▶ [Exercise requirements]:
Write the next part of the profile of Mark A. Rothstein, picking up after its last sentence.

▶ [Selected text]:
'''

1999 › Mark A. Rothstein
21st Farfel Recipient
Health Law and Policy Institute
Hugh Roy and Lillie Cranz Cullen Distinguished Professor of Law
Law Center
When Mark Rothstein won the Farfel Award
in 1999, he had been a faculty member since 1985, an award-winning
law professor and a scholar at the helm of the university’s
Health Law and Policy Institute, the top-ranked health law program
in the United States. He was the first law faculty member to receive
the Farfel Award.
In January 2000, Rothstein was named director
of the Institute for Bioethics Health Policy and Law, and the Herbert
F. Boehl Chair of Law and Medicine at the University of Louisville
School of Medicine.
Rothstein is a renowned expert in health
law, specifically the ethical and legal issues raised by the Human
Genome Project. His distinguished career includes being named the
1999 National Public Hero of the Year by the University of California
at Berkeley School of Public Health and the Hugh Roy and Lillie
Cranz Cullen Distinguished Professor of Law at UH.
The Health Law and Policy Institute, under
his direction from 1986 to 2000, has been ranked as the top health
law program in the country and continued that tradition by ranking
first in the U.S. News and World Report Survey in April 1999.
Cornell Law Library named the Health Law and Policy Institute's
Web site, Health Law Perspectives, most valuable law-related
Web site.

'''

(Stored records)
'''

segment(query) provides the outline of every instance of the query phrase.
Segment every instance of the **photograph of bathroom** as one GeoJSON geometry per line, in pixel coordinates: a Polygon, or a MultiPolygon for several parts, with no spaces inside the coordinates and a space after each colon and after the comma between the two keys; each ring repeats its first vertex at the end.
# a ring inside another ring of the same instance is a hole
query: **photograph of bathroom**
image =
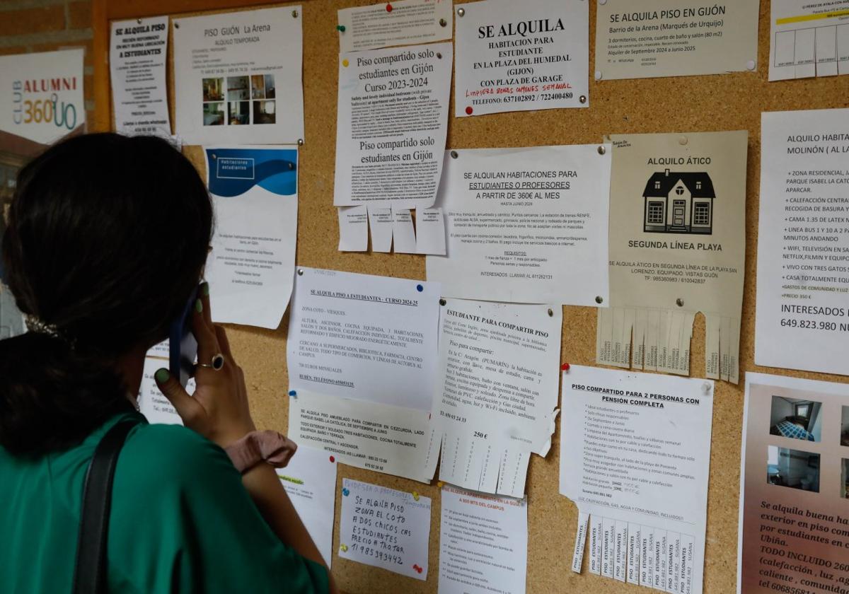
{"type": "Polygon", "coordinates": [[[849,499],[849,459],[843,458],[841,462],[841,496],[849,499]]]}
{"type": "Polygon", "coordinates": [[[823,439],[823,405],[807,400],[773,396],[769,433],[793,440],[820,441],[823,439]]]}
{"type": "Polygon", "coordinates": [[[819,454],[767,446],[767,482],[818,493],[819,454]]]}

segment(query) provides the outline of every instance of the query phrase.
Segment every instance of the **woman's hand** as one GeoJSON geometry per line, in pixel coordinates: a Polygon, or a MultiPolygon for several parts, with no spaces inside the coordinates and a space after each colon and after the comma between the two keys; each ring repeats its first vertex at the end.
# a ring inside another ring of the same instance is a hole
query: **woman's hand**
{"type": "Polygon", "coordinates": [[[197,365],[194,374],[197,387],[191,396],[167,369],[157,371],[155,378],[186,427],[224,448],[256,427],[248,408],[245,374],[233,358],[224,328],[212,323],[208,283],[200,286],[199,294],[192,312],[192,333],[198,341],[198,362],[209,365],[220,353],[224,356],[224,367],[216,371],[197,365]]]}

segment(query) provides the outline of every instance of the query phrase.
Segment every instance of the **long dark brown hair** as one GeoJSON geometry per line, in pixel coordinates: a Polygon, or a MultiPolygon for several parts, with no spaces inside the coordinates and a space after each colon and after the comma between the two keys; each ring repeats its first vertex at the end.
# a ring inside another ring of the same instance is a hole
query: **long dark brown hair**
{"type": "Polygon", "coordinates": [[[212,228],[191,163],[152,137],[89,134],[20,172],[3,238],[19,309],[55,328],[0,340],[0,446],[72,446],[131,405],[117,357],[165,339],[212,228]]]}

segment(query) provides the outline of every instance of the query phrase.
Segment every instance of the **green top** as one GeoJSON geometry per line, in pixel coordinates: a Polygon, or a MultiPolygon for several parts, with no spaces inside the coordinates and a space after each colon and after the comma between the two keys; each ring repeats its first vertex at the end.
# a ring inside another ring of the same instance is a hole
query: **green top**
{"type": "Polygon", "coordinates": [[[134,412],[66,451],[24,459],[0,447],[0,590],[70,591],[86,470],[123,418],[139,424],[115,469],[110,591],[328,591],[327,570],[280,542],[221,448],[134,412]]]}

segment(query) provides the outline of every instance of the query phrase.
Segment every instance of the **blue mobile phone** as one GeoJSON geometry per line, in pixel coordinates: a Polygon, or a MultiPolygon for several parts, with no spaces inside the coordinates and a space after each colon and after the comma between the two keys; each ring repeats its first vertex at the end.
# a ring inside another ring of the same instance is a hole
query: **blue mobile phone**
{"type": "Polygon", "coordinates": [[[183,313],[171,322],[168,337],[168,369],[172,376],[180,379],[183,388],[192,377],[194,360],[198,356],[198,341],[192,333],[192,311],[197,300],[198,288],[195,287],[183,313]]]}

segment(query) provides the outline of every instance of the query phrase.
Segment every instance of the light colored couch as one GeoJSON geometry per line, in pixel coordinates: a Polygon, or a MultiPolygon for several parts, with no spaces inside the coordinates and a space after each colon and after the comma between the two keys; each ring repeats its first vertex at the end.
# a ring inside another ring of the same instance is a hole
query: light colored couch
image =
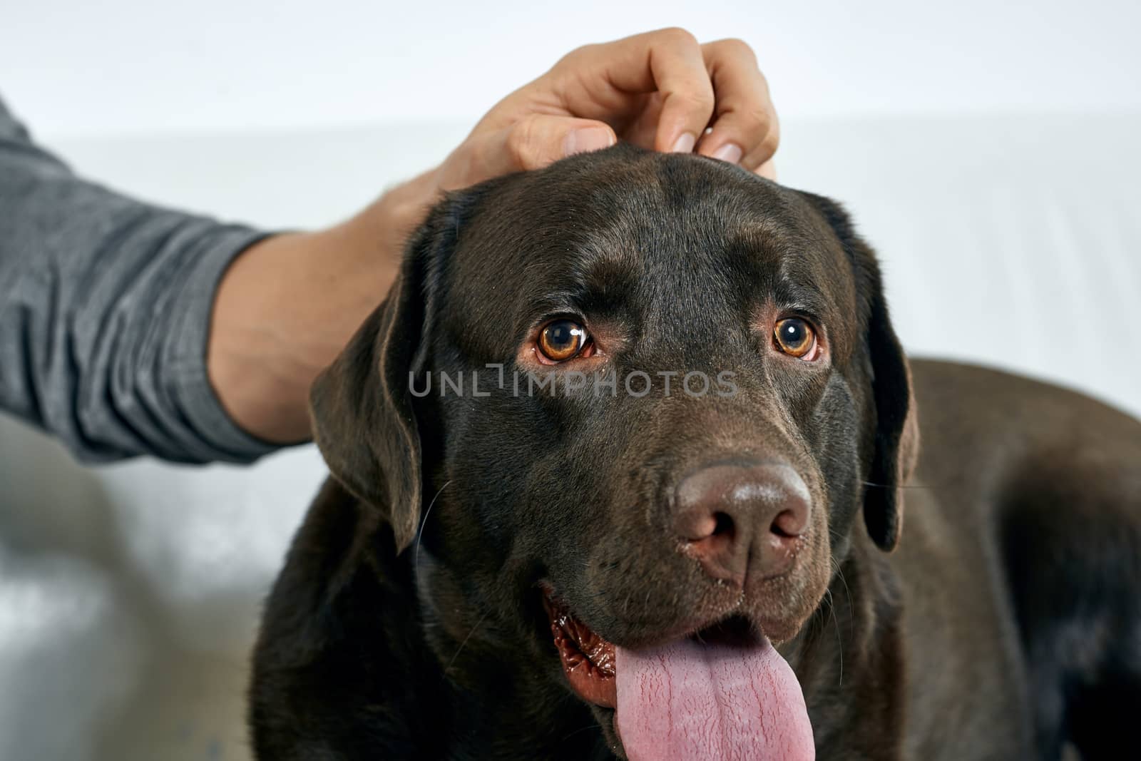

'''

▶ [Solved exercise]:
The author of twelve books one of which
is used as the standard reference in the field of occupational safety
and health law for lawyers, Rothstein is the lead author of the
employment law casebook presently used in more than 100 law schools
and graduate schools.
A Pennsylvania native, Rothstein received
his bachelor’s degree with honors from University of Pittsburgh
in 1970. He earned his juris doctorate in 1973 from Georgetown University,
where he served as a law review editor.
Rothstein believed that the Farfel Award
recognizes professors who try to share their expertise with the
community, something he has made a conscious effort to do throughout
his career. Public service should be an essential part of
the life of a university professor, he said. Getting
out in the community should be a goal of all educators. There are
many reasons why: it improves the quality of your teaching and research;
you serve as a role model; it improves university and community
relations; and it helps pay our debt to society. Academics have
a very privileged life, and this should be one way we give back
to the community that gives so much.